**Stated exercise:** In the records below, find the line containing "the white water", then extract that line and all subsequent lines exactly, leaving out everything else.

Dataset entries

* * * * * * * * *

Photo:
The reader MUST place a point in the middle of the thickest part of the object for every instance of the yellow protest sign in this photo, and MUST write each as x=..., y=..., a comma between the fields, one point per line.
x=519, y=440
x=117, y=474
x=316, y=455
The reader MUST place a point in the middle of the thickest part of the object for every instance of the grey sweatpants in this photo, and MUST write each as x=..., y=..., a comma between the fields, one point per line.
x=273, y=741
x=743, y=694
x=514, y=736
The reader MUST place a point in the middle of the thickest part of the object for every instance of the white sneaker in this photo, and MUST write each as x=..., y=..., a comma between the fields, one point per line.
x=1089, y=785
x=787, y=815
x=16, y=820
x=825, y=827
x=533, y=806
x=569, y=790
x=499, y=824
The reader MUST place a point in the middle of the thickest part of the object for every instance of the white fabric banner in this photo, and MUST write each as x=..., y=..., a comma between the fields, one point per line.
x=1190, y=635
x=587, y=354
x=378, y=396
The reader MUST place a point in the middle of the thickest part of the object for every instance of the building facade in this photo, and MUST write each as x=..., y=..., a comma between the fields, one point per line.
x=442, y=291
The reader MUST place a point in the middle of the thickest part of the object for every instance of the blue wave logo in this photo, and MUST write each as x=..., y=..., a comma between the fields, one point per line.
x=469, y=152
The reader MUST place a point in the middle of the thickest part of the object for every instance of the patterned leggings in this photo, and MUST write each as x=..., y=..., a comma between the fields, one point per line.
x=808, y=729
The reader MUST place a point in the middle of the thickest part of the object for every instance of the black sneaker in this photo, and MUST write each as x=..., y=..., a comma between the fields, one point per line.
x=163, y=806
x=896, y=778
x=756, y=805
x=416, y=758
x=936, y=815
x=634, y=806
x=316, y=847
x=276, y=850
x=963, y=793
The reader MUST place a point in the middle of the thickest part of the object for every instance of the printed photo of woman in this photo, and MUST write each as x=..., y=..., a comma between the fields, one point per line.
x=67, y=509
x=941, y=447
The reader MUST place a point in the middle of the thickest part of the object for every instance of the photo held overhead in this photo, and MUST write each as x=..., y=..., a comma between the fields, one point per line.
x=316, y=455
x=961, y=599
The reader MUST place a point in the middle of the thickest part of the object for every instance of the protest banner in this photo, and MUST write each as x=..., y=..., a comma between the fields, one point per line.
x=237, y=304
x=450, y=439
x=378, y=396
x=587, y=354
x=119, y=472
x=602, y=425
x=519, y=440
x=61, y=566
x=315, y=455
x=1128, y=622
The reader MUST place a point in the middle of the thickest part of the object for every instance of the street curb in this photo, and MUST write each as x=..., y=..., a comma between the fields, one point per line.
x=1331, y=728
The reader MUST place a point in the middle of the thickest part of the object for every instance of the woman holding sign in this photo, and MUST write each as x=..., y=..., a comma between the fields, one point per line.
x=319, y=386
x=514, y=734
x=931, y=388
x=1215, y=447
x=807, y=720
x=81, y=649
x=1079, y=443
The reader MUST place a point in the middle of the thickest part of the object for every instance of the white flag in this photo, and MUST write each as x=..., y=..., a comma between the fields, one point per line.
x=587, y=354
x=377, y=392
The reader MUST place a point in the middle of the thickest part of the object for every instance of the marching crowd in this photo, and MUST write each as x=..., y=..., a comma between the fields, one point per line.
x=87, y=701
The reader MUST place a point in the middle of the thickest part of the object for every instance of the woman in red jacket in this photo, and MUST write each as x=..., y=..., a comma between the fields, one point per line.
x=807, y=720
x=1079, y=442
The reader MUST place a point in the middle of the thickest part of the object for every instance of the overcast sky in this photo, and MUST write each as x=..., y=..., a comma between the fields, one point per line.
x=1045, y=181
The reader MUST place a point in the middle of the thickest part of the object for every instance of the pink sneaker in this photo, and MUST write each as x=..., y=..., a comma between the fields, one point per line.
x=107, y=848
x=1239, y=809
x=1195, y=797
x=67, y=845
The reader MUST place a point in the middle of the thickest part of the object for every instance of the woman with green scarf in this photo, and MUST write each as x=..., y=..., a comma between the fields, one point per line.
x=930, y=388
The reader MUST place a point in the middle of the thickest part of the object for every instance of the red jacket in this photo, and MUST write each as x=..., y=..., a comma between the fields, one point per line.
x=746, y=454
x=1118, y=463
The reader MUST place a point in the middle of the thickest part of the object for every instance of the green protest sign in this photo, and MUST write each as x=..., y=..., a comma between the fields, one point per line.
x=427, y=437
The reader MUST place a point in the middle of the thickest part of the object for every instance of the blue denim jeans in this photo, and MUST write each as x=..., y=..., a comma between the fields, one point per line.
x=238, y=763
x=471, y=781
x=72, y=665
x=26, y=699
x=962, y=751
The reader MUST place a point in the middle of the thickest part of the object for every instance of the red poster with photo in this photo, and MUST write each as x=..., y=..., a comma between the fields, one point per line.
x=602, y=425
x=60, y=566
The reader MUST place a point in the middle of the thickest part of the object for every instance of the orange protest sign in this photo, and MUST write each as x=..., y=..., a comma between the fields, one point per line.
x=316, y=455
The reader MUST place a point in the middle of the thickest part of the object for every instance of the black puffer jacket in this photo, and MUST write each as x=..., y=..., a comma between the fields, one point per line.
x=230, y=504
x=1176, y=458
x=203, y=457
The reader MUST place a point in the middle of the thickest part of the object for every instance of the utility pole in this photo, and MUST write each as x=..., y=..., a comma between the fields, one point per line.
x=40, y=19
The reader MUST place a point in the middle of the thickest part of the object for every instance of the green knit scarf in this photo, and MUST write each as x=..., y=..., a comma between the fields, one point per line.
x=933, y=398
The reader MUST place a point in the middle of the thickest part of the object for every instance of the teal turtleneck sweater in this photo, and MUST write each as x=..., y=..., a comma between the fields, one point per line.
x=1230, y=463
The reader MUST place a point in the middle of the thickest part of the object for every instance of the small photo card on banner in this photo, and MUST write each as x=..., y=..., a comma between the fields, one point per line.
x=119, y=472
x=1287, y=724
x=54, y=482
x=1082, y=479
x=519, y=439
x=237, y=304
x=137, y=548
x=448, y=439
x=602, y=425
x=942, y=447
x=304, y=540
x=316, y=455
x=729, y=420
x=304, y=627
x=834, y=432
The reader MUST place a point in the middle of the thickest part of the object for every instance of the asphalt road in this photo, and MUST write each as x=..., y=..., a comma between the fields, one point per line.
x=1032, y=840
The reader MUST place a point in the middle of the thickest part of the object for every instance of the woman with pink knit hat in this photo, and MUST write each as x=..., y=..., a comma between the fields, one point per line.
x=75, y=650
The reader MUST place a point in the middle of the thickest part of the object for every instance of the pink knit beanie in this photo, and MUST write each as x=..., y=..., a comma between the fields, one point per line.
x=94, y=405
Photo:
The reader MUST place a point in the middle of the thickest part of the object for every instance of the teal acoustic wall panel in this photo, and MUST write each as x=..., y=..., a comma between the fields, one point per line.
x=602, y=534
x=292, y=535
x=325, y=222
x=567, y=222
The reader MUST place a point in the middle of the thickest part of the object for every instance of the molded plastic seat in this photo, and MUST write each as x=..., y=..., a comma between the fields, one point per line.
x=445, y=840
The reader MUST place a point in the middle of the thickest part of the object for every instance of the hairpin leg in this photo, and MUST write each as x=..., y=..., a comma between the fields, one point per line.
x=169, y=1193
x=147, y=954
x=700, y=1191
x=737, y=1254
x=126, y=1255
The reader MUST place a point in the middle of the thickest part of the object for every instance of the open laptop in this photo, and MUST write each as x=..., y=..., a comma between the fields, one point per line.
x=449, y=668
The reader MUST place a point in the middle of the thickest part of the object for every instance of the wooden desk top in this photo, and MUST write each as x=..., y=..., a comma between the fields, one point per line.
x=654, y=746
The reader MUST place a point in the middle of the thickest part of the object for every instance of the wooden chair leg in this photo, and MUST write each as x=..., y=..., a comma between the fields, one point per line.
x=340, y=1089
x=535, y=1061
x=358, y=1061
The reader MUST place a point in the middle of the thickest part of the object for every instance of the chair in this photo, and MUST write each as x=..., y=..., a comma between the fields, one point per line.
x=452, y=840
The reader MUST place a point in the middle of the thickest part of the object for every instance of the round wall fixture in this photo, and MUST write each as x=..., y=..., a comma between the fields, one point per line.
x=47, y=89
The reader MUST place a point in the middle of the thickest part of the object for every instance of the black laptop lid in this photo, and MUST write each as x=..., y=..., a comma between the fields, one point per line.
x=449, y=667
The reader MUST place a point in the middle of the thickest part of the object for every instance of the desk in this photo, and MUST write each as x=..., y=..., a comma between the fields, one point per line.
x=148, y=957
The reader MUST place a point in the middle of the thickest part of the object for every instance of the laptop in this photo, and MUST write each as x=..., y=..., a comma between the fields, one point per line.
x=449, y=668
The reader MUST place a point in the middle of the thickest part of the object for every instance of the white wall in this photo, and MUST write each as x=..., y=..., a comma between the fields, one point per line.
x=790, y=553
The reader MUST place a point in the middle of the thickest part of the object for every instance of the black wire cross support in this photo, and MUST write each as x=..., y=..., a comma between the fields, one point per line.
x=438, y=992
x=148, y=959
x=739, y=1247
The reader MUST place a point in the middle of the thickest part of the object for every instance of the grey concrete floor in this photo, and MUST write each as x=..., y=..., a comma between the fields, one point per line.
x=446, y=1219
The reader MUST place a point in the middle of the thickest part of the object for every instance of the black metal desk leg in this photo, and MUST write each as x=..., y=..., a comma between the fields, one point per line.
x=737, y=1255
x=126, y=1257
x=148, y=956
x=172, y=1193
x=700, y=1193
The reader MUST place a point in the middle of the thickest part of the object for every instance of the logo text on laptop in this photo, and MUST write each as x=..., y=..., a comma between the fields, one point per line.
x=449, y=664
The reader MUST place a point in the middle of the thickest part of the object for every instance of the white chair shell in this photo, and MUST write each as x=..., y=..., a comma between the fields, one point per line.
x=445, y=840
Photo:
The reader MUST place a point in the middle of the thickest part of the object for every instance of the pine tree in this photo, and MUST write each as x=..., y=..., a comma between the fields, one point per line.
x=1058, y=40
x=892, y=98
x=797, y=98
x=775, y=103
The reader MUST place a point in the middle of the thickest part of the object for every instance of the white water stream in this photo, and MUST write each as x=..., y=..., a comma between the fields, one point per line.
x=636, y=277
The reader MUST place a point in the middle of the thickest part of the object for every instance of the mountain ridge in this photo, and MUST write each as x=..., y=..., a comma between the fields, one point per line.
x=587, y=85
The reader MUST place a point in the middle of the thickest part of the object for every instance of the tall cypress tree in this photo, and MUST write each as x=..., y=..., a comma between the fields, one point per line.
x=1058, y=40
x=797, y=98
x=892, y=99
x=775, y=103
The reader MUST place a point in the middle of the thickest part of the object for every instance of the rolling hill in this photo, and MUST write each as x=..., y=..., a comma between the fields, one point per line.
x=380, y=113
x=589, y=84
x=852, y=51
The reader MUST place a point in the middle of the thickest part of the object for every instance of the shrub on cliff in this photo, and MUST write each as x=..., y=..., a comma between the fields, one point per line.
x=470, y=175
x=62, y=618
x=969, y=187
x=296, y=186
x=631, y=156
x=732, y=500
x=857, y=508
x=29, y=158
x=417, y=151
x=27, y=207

* * * * * * * * *

**Response:**
The reader MUST place a point in the middle of the thickest part of the object for every instance of the white water stream in this photo, and MUST write each as x=..., y=..., a comma between the fields, one point per line.
x=636, y=277
The reader MUST place a point in the middle of the thickest part of the object for every instance of the mountain ridge in this photo, and MUST write each as x=..., y=..., a comma between the fields, one point per line.
x=587, y=85
The reader MUST place a point in the middle of the thickest part of the object for every instance of the tall cypress tree in this photo, and MUST write each as x=..., y=..., a comma between the fields, one point per line.
x=1058, y=40
x=797, y=98
x=892, y=99
x=775, y=103
The reader MUST place a point in the middle of the thickest part of the object for every instance of the rolling hill in this photo, and MUST write each as x=..., y=..., a comma between the fields, one point per line.
x=380, y=113
x=589, y=84
x=852, y=51
The reader MUST place a point in the middle of the thickest part of the object for every instance of the shrub on cliff in this photo, and MUST write each as x=..., y=..., a comma between the fields, one point per line.
x=470, y=175
x=62, y=618
x=969, y=187
x=296, y=186
x=631, y=156
x=732, y=500
x=857, y=508
x=29, y=158
x=417, y=151
x=27, y=207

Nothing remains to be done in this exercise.